• _Source text_:
18

On my Windows/Visual C environment there's a wide number of alternatives for doing the same basic string manipulation tasks.

For example, for doing a string copy I could use:

  • strcpy, the ANSI C standard library function (CRT)
  • lstrcpy, the version included in kernel32.dll
  • StrCpy, from the Shell Lightweight Utility library
  • StringCchCopy/StringCbCopy, from a "safe string" library
  • strcpy_s, security enhanced version of CRT

While I understand that all these alternatives have an historical reason, can I just choose a consistent set of functions for new code? And which one? Or should I choose the most appropriate function case by case?

• _Information supplied_:
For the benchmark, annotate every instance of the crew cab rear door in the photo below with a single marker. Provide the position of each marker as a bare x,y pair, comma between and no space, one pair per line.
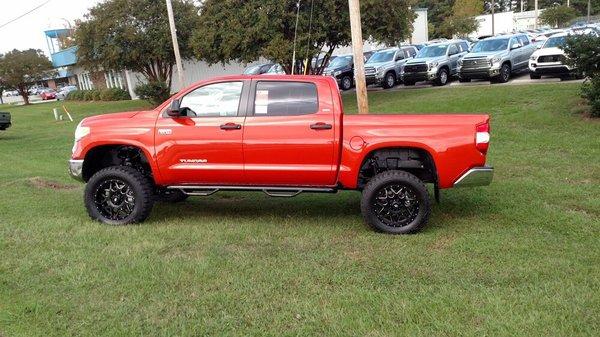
289,134
205,145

• _Set task_: According to the post about string copy functions on Windows, which library does StrCpy come from? You won't need the material.

• _Exercise result_: The Shell Lightweight Utility library.